Region annotation entries
○ ○ ○

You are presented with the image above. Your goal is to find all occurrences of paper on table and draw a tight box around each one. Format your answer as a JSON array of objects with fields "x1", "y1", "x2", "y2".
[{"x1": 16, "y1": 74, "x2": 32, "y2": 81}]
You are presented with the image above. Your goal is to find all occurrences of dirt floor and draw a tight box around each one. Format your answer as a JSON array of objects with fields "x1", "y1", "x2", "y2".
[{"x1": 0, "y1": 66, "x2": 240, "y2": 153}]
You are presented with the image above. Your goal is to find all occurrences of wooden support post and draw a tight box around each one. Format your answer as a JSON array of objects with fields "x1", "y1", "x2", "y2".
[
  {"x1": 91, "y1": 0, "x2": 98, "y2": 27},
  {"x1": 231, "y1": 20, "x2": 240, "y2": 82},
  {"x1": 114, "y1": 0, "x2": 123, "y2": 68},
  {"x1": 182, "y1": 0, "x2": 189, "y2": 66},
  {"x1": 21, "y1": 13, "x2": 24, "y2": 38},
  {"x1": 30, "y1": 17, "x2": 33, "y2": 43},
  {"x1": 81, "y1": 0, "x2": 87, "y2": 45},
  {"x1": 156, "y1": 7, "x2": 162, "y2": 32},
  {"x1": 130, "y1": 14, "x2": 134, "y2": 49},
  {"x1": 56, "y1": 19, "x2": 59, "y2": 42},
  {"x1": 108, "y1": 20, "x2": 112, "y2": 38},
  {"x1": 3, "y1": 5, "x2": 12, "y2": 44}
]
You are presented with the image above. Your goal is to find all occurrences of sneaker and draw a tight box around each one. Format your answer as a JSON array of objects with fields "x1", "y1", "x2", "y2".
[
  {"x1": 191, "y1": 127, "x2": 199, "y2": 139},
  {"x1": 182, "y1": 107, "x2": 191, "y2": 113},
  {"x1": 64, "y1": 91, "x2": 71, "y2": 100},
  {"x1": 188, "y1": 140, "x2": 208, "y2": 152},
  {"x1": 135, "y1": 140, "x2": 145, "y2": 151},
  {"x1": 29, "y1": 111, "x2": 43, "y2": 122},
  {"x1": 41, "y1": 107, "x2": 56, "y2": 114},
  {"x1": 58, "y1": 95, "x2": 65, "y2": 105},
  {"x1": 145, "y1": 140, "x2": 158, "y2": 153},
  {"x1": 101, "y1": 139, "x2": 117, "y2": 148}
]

○ ○ ○

**Written request**
Reproduce the records from the line containing "occurrences of wooden" through the end of the records, switching "tight box" to "close-fitting box" and leaving everything else unchanged. Give only those lines.

**The result**
You are presented with the image above. Your goal is to find all occurrences of wooden support post and draw a close-fitting box around each one. Format your answer as a JSON array of objects with fields "x1", "y1", "x2", "y2".
[
  {"x1": 91, "y1": 0, "x2": 98, "y2": 27},
  {"x1": 231, "y1": 20, "x2": 240, "y2": 82},
  {"x1": 114, "y1": 0, "x2": 123, "y2": 68},
  {"x1": 182, "y1": 0, "x2": 189, "y2": 66},
  {"x1": 21, "y1": 13, "x2": 24, "y2": 38},
  {"x1": 30, "y1": 17, "x2": 33, "y2": 43},
  {"x1": 81, "y1": 0, "x2": 87, "y2": 45},
  {"x1": 156, "y1": 7, "x2": 162, "y2": 32},
  {"x1": 130, "y1": 14, "x2": 134, "y2": 49},
  {"x1": 56, "y1": 19, "x2": 59, "y2": 42},
  {"x1": 108, "y1": 20, "x2": 112, "y2": 38},
  {"x1": 3, "y1": 5, "x2": 12, "y2": 44}
]
You are presented with the image above. Your goal is to find all occurrences of sneaker and draw a close-fitting box around each one. Format your answer as a JSON array of objects with fields "x1", "y1", "x2", "y2".
[
  {"x1": 191, "y1": 127, "x2": 199, "y2": 139},
  {"x1": 182, "y1": 107, "x2": 191, "y2": 113},
  {"x1": 64, "y1": 91, "x2": 71, "y2": 100},
  {"x1": 188, "y1": 140, "x2": 208, "y2": 152},
  {"x1": 135, "y1": 140, "x2": 145, "y2": 151},
  {"x1": 29, "y1": 111, "x2": 43, "y2": 122},
  {"x1": 41, "y1": 107, "x2": 56, "y2": 114},
  {"x1": 58, "y1": 95, "x2": 65, "y2": 105},
  {"x1": 145, "y1": 140, "x2": 158, "y2": 153},
  {"x1": 101, "y1": 139, "x2": 117, "y2": 148}
]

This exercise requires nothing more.